Contrary to the early forecast, so far the strong S’ly winds have not yet abated for the leaders of the Europa Warm’Up race and so speeds have remained consistently high as the IMOCA Open 60’s plunge headlong towards the Fastnet Rock light. In these conditions the outstanding performer has been Bernard Stamm’s Cheminées Pojoulat which has been positively smoking, getting to within less than 10 miles of Alex Thomson’s 24 hour solo record.

Stamm is calculated to have made 457.7 miles point to point over the 24 hours to 1430 UTC this afternoon, and then 458.6 to 1730hrs, a very favourable comparision with Alex Thomson’s 468.72 miles which he set in 2003 in the North Atlantic. And there has been no let up in the ferocious pace with Stamm clawing back 10 miles today on leader PRB. Vincent Riou leads by just seven miles this afternoon ahead of the Swiss skipper, with Armel Le Cléac’h clinging on to third at 20.9 miles behind PRB.

Making over 25 knots in the sustained surfs, the pressure on the skippers and the boats is intense as they plunge into the back of the next wave, huge volumes of water sluicing over the deck. All of the skippers contacted today admitted some kind of wipeouts or sudden hand brake turns. This on the edge sailing is a perfect foretaste of the Vendée Globe conditions, a test for the skippers and their boats. And without doubt the fact that there has been damage to the fleet makes skippers have second thoughts just how hard they press. But their challenge here is to make such speeds and experiences feel like the norm. Stamm, for example, is absolutely one of the best, hard driving and skilled big winds and seas sailors there is – with two solo round the world wins already to his name. But Macif’s Francois Gabart admits that he is still very much on the upwards learning curve in the IMOCA solo in these conditions, and so he has been moving the cursor up as he learns. For him, speeds which seemed insane in the early hours of this morning, have likely begun to feel like the norm this afternoon. Man adapts to most things, they say, and before long the breeze will drop and 15-16kts of boat speed will feel positively pedestrian.
————
- [Task requirements]:
[a] In the race report on the Europa Warm'Up, what is Alex Thomson's 24-hour solo record distance?
[b] Pick up the Europa Warm'Up race report right after its last sentence and carry it forward.

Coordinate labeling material
————
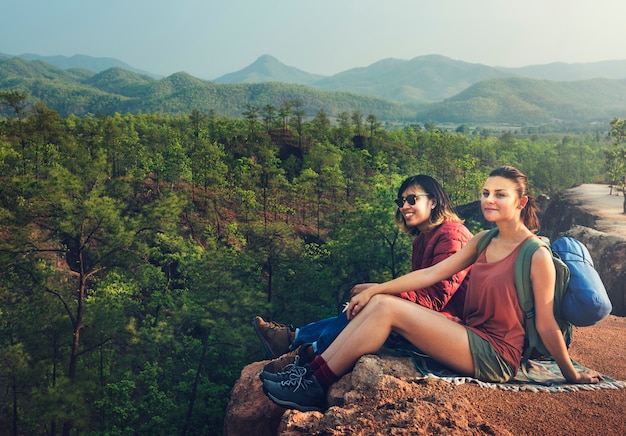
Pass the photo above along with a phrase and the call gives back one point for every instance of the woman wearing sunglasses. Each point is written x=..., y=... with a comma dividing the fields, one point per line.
x=424, y=211
x=487, y=343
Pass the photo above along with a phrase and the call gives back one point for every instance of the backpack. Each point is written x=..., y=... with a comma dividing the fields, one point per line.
x=582, y=301
x=586, y=301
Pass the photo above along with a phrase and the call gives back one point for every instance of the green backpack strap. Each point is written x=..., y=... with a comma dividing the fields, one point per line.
x=523, y=286
x=485, y=240
x=524, y=289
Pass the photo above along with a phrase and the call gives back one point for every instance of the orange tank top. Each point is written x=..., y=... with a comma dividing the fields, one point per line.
x=492, y=308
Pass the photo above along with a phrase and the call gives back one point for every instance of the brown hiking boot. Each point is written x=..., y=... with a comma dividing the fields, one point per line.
x=274, y=337
x=283, y=362
x=301, y=356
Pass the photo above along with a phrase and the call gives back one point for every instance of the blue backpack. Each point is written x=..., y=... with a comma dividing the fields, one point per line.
x=579, y=295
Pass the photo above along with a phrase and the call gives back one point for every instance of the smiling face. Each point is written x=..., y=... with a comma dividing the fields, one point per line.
x=501, y=200
x=418, y=214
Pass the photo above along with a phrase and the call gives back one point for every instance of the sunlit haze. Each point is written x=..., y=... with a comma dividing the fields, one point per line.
x=210, y=38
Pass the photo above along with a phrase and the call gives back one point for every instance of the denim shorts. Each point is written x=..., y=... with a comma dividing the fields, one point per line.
x=489, y=366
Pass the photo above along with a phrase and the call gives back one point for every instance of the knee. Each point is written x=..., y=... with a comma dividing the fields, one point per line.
x=381, y=303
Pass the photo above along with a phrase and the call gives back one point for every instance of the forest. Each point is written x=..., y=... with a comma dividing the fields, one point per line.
x=137, y=248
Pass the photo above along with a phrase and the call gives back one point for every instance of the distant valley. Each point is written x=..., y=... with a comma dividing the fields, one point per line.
x=430, y=88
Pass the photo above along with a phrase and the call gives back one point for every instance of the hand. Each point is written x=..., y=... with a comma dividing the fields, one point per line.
x=588, y=376
x=357, y=289
x=357, y=303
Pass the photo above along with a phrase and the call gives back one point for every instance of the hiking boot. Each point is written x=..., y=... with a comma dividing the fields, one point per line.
x=274, y=337
x=303, y=392
x=289, y=371
x=300, y=356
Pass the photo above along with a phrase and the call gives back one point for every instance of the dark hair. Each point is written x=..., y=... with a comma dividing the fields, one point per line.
x=529, y=212
x=443, y=211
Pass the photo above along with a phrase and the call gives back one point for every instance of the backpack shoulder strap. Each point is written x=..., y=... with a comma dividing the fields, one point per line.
x=524, y=289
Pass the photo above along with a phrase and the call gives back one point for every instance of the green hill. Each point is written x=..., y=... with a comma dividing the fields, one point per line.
x=518, y=101
x=118, y=90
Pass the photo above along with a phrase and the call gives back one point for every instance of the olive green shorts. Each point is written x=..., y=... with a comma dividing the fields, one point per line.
x=489, y=366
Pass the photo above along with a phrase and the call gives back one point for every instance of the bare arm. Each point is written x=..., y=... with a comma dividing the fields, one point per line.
x=417, y=279
x=543, y=277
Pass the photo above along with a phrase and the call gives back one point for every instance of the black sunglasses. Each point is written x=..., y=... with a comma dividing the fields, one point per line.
x=411, y=198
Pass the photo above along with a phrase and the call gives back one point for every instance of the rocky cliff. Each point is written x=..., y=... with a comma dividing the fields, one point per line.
x=383, y=394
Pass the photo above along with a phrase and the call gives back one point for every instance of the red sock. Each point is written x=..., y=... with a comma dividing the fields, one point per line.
x=317, y=362
x=325, y=376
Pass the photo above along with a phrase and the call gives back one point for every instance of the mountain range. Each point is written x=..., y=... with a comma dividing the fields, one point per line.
x=431, y=88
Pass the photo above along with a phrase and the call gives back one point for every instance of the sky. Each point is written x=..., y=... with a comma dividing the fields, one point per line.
x=210, y=38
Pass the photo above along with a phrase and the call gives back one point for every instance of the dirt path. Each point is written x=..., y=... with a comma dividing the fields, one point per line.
x=596, y=199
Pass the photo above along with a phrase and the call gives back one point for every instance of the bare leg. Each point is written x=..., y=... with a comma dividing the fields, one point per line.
x=443, y=339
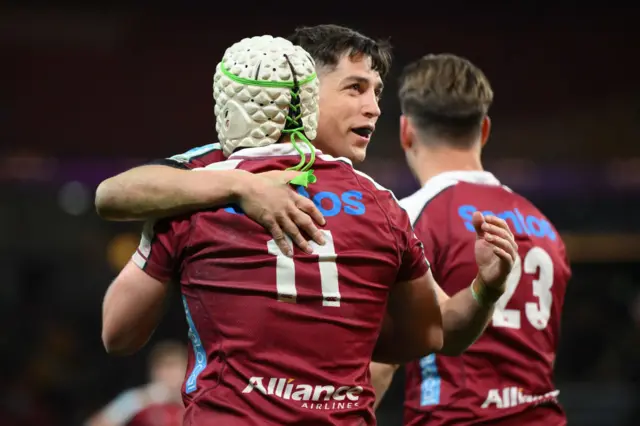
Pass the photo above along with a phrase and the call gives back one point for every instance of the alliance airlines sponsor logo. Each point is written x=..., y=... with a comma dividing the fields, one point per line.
x=314, y=397
x=512, y=396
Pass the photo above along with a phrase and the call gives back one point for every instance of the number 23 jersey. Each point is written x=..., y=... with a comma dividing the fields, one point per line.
x=509, y=369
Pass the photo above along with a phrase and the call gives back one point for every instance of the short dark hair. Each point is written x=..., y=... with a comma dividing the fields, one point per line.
x=328, y=43
x=445, y=95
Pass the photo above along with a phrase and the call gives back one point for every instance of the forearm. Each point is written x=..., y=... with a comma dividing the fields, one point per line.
x=158, y=191
x=131, y=311
x=463, y=320
x=381, y=378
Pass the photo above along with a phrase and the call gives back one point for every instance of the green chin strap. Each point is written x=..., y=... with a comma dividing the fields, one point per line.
x=293, y=127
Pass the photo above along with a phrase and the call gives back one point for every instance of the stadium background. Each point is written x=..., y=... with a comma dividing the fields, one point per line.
x=87, y=92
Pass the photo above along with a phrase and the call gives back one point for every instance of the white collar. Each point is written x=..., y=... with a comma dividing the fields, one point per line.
x=281, y=150
x=274, y=150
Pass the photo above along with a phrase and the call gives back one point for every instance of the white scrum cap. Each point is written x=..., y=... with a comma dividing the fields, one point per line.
x=263, y=87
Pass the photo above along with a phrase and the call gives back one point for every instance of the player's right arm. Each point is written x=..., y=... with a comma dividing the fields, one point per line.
x=135, y=301
x=169, y=188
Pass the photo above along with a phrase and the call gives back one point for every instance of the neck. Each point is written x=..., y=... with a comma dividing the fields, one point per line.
x=431, y=161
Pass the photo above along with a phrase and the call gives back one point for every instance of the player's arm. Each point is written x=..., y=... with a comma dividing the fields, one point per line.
x=161, y=190
x=132, y=309
x=170, y=188
x=413, y=325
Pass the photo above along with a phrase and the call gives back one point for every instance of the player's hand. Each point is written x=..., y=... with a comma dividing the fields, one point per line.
x=268, y=199
x=495, y=250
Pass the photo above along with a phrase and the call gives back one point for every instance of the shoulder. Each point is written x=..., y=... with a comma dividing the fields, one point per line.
x=416, y=203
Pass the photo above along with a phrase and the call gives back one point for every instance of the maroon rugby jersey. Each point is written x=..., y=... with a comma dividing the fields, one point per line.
x=278, y=340
x=506, y=377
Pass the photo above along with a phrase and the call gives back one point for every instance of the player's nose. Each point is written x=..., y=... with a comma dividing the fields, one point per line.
x=371, y=108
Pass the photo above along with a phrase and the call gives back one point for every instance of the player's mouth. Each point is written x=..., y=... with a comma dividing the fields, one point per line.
x=364, y=132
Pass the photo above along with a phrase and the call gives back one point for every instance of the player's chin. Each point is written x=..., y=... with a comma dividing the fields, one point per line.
x=358, y=150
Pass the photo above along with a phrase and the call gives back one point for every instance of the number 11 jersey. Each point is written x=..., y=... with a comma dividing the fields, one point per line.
x=281, y=340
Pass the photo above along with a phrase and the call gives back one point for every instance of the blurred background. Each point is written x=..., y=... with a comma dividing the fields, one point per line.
x=87, y=92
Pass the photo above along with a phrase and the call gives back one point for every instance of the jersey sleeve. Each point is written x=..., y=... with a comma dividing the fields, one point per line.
x=198, y=157
x=161, y=246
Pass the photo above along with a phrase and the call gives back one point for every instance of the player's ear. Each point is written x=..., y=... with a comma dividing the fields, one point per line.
x=486, y=129
x=406, y=133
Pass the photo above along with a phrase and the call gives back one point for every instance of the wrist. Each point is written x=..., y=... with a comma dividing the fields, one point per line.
x=238, y=184
x=485, y=296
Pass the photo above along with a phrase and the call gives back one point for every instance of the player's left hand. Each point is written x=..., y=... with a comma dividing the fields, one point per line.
x=495, y=250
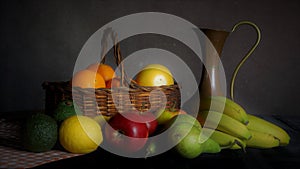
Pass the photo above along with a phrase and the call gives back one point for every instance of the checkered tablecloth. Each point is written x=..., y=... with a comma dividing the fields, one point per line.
x=12, y=155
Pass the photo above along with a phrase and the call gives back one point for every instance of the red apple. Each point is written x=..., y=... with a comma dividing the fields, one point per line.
x=126, y=132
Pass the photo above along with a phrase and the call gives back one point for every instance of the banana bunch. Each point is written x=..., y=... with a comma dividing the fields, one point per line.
x=227, y=123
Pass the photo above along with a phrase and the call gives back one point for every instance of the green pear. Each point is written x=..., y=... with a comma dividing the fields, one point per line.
x=211, y=146
x=185, y=137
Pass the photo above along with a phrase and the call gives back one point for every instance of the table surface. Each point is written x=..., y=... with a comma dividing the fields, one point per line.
x=287, y=157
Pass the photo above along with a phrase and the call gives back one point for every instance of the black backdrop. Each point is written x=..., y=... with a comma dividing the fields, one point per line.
x=41, y=39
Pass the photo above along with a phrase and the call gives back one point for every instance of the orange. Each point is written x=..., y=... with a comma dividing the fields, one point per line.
x=114, y=82
x=88, y=79
x=105, y=70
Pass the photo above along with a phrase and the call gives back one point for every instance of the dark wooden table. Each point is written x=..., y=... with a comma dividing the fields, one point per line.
x=287, y=157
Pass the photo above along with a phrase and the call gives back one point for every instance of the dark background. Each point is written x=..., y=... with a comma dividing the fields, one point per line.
x=41, y=39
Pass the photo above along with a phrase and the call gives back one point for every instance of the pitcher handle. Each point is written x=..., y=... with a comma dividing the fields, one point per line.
x=246, y=56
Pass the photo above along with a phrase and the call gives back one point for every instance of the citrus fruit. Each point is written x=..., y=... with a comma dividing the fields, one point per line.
x=154, y=77
x=114, y=82
x=158, y=66
x=39, y=132
x=88, y=79
x=80, y=134
x=105, y=70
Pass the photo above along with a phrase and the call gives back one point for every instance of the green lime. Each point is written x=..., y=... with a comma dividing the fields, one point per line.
x=40, y=133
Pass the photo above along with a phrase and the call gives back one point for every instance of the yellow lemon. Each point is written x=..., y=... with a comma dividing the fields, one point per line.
x=158, y=66
x=154, y=75
x=80, y=134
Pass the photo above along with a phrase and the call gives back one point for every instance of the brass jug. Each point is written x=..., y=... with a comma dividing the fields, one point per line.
x=211, y=85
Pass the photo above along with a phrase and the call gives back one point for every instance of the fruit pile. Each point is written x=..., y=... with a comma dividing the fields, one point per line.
x=65, y=129
x=221, y=123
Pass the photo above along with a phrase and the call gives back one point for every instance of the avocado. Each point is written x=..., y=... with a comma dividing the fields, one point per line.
x=40, y=132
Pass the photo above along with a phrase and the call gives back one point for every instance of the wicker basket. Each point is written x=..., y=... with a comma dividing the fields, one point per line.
x=109, y=101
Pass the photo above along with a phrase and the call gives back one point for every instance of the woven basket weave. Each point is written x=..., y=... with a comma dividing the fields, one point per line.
x=109, y=101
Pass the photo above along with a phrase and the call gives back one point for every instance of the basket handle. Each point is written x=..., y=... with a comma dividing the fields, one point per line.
x=124, y=80
x=110, y=33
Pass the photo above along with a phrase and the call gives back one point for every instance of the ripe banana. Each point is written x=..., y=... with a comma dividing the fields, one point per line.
————
- [In response]:
[a] 468.72 miles

[b]
Of course it is a veritable solo baptism of fire for Bubi Sanso on ACCIONA 100% EcoPowered on his first big race with his new Owen-Clarke design.

The famous Fastnet Rock off the south of Ireland is within 500 miles for the leaders which means they can be rounding it late tomorrow night or early Saturday morning. Then the third and final leg to the finish in La Rochelle is likely to be upwind again into and E’ly or SE’ly. Predictions already have the fleet finishing the race ahead of schedule, perhaps as early as Sunday night.

 

They said :

Bernard Stamm (Cheminées Poujoulat): “I am a bit surprised at my position, but at the same time really happy. I’d expected that it would drop away a bit but that’s not happened so that is all good. The sea is better organised now so you can keep speeds right up. The boat does stop in the short waves, and is suddenly covered with water. Every ten seconds the waves go right over the boat. But with the new coachroof. I am well protected. Before that it was drysuit and a helmet. I managed to get some sleep, but 20-25 minutes at a time.”

 

François Gabart (MACIF): “I am not going fast enough. Compared with my chums nearby who have at least one tour of the globe under their belts I am learning. I went up a bit and was suddenly I was making 16-20kts, a bit less. We should continue fast to the Fastnet. You get used to speed, I was, like wahoo at 20-21kts yesterday and now you sit quietly watching the speedo hitting 23-24kts.”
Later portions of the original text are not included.